Document excerpt below:

THE Story, OUR Story: Happily Ever After


Revelation 19:5-10; 1 Cor. 13:1-13; Joel 2:28-32; Revelation 22:1-5

         And now, at last, we come to the big problem that has been humanity’s biggest problem, I would say, down through the ages.  You and I, and all the human beings that have ever existed, have lived in a world in which there is far more going on behind the scenes, if you will, than we could ever think, know, or acknowledge, based on our own sense perception and ability to think. Although it seems to us that our brains are limitless in their creativity, in their ability to come up with new items, new words, and new interpretations. In reality, just like a computer, just like a hard drive or a bank of RAM memory, we eventually come to the end of our resources. There is a point that we can hold no more knowledge, we can think and process no more data.  And our problem is that you and I have to deal with the God of the universe here. How does God communicate with us? How to know the creator and programmer of this world, who is, as some philosophers describe, infinite mind, infinite personality, infinite being in itself (don’t let your head hurt on that one). How do we communicate with the infinite if you and I are just finite beings?

And reverse that. Here we are, who are here, limited in time and space, historically bounded on every side by events, circumstances, just the normal accidents of being born a human, with all that entails. How are we ever to cross the barrier from the physical to the spiritual, From the finite to the infinite, from the limited to the limitless, and commune with God? These are the kinds of questions that torment people through the ages. And this is the basic question you and I need to deal with today.  It is essentially the question that all major religious faiths wrestle with at one point or another.

In our understanding of how scripture came to be, we believe, as Christians, and this is generally believed across the spectrum of Christianity, that God worked in and through and with the authors of the Bible to ensure that what God wanted us to have in scripture got there. But here’s the difference that I want you to point out to ponder when it comes to differing religious faiths. We do not believe that God dictated in the ears of Moses and Paul and Peter the exact words that God wanted communicated in the Bible. God, unlike myself, does not use a dictation program when he is teaching or preaching. Instead, God uses the Holy Spirit. One scripture puts it this way, “All scripture is God breathed.” Another one, “No prophecy of scripture ever came from the mind of an individual by themselves, but men and women spoke as they were carried along by the Holy Spirit.” These are beautiful scriptures that tell us a little bit about our Bibles. The Bible is inspired. What does that mean? It doesn’t mean that it’s inspirational in the same way that a book from J.O.Y. might be, or inspiring as in a piece of art that encourages us to think about the world differently. No, that word is God breathed, theonoustos in the Greek. Just imagine God breathing through the Holy Spirit out into the world a message. That message is faithfully transmitted by the author. But the author is never lost in the process. The author’s grammar, spelling even, and their perspective too, is mixed with that of God to produce what we call the Bible. The Bible is a 100% divine production. But it is also a 100% human production. Now that sounds like a contradiction. Until you remember that our understanding of God is all about the collaboration, connection, relationship. Jesus is 100% human and 100% divine. Two natures, one person. What do we call Jesus? He’s called the Word of God in several places. What do we call the Bible? The Word of God, don’t we? I don’t want you to equate Jesus and the Bible, but this idea of the Word of God is going to become central to what I’m going to talk about next.

End of Document excerpt.
Given entries below:

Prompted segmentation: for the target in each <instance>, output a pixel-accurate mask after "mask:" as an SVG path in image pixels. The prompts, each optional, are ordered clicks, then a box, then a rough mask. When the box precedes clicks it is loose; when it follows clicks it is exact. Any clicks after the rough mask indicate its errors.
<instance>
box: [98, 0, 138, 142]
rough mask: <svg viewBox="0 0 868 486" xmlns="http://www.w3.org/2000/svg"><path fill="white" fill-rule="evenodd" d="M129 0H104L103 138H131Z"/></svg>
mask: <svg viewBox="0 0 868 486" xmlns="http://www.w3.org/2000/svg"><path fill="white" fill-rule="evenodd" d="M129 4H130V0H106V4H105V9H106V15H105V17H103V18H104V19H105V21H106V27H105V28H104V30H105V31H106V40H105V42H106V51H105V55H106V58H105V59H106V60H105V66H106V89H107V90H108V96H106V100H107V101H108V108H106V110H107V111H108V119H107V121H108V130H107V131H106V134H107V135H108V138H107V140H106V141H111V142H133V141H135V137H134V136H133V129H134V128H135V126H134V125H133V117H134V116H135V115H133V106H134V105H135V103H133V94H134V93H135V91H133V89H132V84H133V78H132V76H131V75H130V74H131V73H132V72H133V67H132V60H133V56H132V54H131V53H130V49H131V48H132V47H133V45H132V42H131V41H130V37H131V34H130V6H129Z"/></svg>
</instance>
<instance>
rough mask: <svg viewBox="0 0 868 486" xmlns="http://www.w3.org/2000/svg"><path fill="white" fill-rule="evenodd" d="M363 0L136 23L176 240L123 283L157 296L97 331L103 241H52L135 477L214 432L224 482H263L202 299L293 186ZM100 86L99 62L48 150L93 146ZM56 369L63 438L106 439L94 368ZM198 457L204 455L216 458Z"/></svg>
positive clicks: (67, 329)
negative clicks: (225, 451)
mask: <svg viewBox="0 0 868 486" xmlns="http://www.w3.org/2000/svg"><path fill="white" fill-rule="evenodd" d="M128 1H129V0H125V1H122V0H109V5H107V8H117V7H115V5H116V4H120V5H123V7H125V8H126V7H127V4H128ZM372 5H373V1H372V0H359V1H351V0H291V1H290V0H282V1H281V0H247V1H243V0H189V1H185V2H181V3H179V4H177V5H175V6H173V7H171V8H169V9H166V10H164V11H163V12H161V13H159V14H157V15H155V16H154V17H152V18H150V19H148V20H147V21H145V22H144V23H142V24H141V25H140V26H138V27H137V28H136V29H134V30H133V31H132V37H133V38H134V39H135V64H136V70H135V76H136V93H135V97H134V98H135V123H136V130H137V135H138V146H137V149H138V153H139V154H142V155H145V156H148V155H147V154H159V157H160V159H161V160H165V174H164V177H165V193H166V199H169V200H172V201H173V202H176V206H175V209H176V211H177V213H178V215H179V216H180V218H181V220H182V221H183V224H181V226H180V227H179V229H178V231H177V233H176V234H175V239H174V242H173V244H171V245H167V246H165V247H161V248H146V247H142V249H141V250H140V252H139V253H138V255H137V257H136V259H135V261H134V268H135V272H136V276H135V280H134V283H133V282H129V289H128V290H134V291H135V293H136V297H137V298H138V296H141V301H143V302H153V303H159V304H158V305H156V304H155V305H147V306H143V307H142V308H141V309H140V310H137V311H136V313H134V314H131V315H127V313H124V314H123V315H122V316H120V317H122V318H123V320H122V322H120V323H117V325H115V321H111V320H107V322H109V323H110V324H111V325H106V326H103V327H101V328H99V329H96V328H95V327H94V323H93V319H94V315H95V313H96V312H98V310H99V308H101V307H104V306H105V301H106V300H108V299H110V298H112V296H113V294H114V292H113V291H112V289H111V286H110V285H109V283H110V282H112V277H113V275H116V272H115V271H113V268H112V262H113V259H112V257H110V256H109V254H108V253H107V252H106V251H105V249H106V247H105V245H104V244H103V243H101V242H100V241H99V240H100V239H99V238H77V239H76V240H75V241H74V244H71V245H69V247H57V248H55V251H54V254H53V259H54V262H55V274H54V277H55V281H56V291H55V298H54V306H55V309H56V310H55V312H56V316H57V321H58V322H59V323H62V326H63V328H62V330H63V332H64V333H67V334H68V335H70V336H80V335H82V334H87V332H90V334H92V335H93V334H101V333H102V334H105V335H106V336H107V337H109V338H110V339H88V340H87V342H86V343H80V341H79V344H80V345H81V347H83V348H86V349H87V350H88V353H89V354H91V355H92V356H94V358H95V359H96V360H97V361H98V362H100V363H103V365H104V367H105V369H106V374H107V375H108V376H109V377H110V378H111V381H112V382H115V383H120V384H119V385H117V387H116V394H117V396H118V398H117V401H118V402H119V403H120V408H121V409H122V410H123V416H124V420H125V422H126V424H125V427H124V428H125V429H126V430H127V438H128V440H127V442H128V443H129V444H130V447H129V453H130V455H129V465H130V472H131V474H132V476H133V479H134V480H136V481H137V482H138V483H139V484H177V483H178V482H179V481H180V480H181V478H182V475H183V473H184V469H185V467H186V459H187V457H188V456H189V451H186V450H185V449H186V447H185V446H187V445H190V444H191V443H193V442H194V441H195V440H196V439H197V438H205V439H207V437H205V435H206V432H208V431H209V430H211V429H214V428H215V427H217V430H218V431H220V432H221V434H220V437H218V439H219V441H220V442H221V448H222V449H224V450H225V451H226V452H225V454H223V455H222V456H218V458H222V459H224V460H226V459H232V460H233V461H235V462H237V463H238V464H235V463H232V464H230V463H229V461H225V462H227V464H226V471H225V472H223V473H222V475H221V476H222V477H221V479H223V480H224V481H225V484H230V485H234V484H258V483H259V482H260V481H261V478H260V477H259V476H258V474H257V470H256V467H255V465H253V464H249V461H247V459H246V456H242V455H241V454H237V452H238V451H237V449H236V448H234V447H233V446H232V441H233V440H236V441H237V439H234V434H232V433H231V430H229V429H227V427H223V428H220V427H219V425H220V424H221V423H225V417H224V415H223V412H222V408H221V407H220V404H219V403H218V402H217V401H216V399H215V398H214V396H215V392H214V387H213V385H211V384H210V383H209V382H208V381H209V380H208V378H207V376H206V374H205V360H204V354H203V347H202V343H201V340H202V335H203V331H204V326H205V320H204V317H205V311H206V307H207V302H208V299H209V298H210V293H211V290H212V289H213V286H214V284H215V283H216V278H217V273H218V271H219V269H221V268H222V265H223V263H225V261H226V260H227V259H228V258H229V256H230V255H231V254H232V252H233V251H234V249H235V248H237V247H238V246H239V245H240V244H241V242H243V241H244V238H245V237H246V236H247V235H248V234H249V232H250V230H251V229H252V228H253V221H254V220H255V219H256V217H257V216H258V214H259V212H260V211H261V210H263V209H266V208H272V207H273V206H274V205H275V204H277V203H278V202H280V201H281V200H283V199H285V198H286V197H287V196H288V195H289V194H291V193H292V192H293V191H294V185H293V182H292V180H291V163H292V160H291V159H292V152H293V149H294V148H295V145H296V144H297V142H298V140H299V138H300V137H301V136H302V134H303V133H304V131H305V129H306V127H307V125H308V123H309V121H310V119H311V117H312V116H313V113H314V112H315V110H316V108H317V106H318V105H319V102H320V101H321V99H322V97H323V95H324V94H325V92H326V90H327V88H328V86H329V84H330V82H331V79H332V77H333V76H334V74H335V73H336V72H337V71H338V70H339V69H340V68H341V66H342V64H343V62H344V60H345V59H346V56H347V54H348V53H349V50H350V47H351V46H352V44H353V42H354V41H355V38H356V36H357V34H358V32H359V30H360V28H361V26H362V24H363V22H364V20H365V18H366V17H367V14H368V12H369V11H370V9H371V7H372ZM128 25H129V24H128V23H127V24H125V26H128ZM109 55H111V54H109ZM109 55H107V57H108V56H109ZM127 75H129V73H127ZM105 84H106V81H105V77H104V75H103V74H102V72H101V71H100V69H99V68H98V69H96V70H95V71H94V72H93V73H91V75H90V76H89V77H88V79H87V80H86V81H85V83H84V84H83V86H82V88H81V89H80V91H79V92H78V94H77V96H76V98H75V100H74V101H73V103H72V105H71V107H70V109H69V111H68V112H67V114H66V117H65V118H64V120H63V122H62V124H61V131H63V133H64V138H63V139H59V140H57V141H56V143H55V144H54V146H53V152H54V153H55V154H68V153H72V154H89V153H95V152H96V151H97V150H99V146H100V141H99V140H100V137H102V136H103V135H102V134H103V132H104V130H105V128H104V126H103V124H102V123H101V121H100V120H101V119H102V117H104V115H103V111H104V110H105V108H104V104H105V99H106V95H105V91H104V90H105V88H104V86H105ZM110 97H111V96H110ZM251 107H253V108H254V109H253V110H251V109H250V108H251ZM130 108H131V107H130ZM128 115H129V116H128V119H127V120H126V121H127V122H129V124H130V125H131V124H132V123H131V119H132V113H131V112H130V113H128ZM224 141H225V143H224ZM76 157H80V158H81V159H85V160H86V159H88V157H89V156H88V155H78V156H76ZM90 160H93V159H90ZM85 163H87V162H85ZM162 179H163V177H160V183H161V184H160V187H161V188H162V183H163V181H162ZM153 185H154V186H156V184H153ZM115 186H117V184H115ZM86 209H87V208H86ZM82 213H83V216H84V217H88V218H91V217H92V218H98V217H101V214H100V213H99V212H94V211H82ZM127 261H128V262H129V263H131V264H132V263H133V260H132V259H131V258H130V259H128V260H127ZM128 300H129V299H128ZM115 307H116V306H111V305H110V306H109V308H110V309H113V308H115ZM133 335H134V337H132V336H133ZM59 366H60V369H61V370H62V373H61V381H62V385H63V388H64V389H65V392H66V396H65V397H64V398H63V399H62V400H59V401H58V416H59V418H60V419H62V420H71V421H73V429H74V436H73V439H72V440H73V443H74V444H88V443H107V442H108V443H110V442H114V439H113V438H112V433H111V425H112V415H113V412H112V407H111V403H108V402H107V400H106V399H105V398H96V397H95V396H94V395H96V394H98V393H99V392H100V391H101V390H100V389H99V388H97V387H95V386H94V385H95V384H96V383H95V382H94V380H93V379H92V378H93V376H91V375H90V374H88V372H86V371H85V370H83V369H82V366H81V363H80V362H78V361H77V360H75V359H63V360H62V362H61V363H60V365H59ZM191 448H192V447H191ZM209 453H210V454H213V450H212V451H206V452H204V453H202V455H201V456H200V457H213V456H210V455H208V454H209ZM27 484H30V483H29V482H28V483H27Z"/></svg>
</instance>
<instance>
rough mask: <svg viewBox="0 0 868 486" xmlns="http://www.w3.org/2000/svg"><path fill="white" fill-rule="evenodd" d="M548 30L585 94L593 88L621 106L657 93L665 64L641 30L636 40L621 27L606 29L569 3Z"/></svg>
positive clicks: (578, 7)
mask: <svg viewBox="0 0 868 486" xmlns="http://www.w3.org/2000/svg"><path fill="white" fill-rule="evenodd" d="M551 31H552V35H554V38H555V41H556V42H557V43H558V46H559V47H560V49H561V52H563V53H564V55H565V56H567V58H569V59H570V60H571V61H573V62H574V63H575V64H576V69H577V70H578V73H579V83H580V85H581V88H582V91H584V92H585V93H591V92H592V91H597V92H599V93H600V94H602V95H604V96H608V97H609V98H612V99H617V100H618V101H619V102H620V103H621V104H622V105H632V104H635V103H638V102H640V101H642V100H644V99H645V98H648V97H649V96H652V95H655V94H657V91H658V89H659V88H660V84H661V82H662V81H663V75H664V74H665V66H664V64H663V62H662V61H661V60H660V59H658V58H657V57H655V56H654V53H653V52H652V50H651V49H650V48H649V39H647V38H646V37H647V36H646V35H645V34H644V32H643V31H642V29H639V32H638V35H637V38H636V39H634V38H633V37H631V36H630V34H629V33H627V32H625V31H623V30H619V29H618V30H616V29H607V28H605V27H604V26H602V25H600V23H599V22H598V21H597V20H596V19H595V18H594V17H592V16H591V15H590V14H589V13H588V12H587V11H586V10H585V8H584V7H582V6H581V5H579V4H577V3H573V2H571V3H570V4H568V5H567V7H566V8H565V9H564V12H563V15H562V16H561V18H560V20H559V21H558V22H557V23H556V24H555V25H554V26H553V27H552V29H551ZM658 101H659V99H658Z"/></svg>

End of Given entries.

### Assignment 1
Answer these questions about the excerpt on Scripture, one line each:
(a) What is the Greek word the excerpt gives for "God breathed"?
(b) To what kinds of devices does the excerpt compare our brains when it says we eventually come to the end of our resources?
(c) How many natures and how many persons does the excerpt say Jesus has?
### Assignment 2
Repeat the passage in the excerpt on Scripture word for word, from "And reverse that." to "point or another.".

### Expected output 1
(a) Theonoustos.
(b) A computer, a hard drive, or a bank of RAM memory.
(c) Two natures and one person.

### Expected output 2
And reverse that. Here we are, who are here, limited in time and space, historically bounded on every side by events, circumstances, just the normal accidents of being born a human, with all that entails. How are we ever to cross the barrier from the physical to the spiritual, From the finite to the infinite, from the limited to the limitless, and commune with God? These are the kinds of questions that torment people through the ages. And this is the basic question you and I need to deal with today.  It is essentially the question that all major religious faiths wrestle with at one point or another.